*Provided text*:
-=-=-

Neotropical snakes have extremely low detection rates, hampering our understanding of their responses to habitat loss and fragmentation. We addressed this gap using a limited sample (50 individuals, 16 species) across 25 variable-size insular forest fragments within a hydroelectric lake and four adjacent mainland continuous forest sites, in Central Brazilian Amazonia. The number of species recorded on forest islands (1.55 ± 0.78) was much lower than that at continuous forest sites (5.0 ± 3.1), with no snakes being recorded at twelve islands smaller than 30 ha. As such, snake assemblages were positively affected by forest area, explaining 48% of the number of species, and negatively affected by island isolation. The markedly higher number of species recorded across continuous forest sites likely results from the availability of riparian habitats, which have virtually disappeared from the archipelagic landscape given the widespread inundation of lowland areas. To prevent further severe biodiversity loss, including those of poorly known rare taxa, conservation policies should avert the additional construction of mega-dams that create myriad of small islands, in addition to extensive reservoir lakes from which all riparian habitats are eliminated.
Introduction
Habitat loss and fragmentation worldwide are driving unprecedented biodiversity losses (Haddad et al., 2015; Sala et al., 2000). In the tropics, hydropower development has become one such driver, often creating extensive archipelagic landscapes of forest islands. These islands consist of forest patches corresponding to previous hilltops, that are now isolated within a hostile open-water matrix (Jones et al., 2016). Analogous to patterns observed for oceanic islands (Wilson & Willis, 1975), the effects of insular habitat fragmentation can be assessed in light of Island Biogeography Theory (MacArthur & Wilson, 1967), which predicts lower numbers of species in small, isolated habitat remnants. Although there is a growing number of studies examining species responses to this type of habitat disturbance, most of them are skewed towards birds and mammals (Jones et al., 2016).

-=-=-

*Material provided*:
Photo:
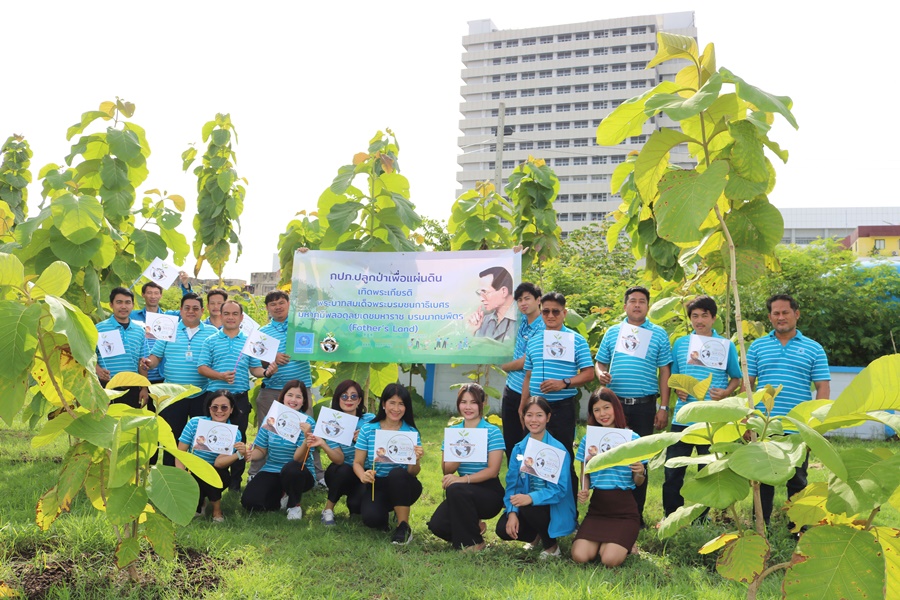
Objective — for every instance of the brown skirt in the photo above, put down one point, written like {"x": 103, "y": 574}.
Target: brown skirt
{"x": 612, "y": 517}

-=-=-

*Directives*:
1. According to the text on snakes in Amazonian forest fragments, what share of the number of species was explained by forest area?
2. Repeat the stretch of the text on snakes in Amazonian forest fragments from "Introduction" through "mammals (Jones et al., 2016).".
3. Carry on the text on snakes in Amazonian forest fragments from the point where it stops.

*Answer set*:
1. 48%

2.
Introduction
Habitat loss and fragmentation worldwide are driving unprecedented biodiversity losses (Haddad et al., 2015; Sala et al., 2000). In the tropics, hydropower development has become one such driver, often creating extensive archipelagic landscapes of forest islands. These islands consist of forest patches corresponding to previous hilltops, that are now isolated within a hostile open-water matrix (Jones et al., 2016). Analogous to patterns observed for oceanic islands (Wilson & Willis, 1975), the effects of insular habitat fragmentation can be assessed in light of Island Biogeography Theory (MacArthur & Wilson, 1967), which predicts lower numbers of species in small, isolated habitat remnants. Although there is a growing number of studies examining species responses to this type of habitat disturbance, most of them are skewed towards birds and mammals (Jones et al., 2016).

3.
Within reptiles, the cryptic habits, effective camouflage, and typical nocturnality of snakes render them rarely detectable, exacerbating the costs of field surveys in tropical forests (Fraga et al., 2014). As a consequence, notwithstanding insights from temperate (Kjoss & Litvaitis, 2001; Luiselli & Capizzi, 1997) and sub-tropical regions (Wang et al., 2012), snake responses to habitat loss and fragmentation in the tropics are still poorly understood. Given their characteristics, including specific habitat requirements (Fraga et al., 2011, 2018), thermal constraints and limited mobility (Fitch & Shirer, 1971), snakes are expected to be particularly sensitive to habitat disturbance. In fact, declines in snake populations have been widely reported (Doherty et al., 2020), which are considered to exert serious consequences on ecosystem functioning given their ecological roles as meso- and top-predators (Zipkin et al., 2020).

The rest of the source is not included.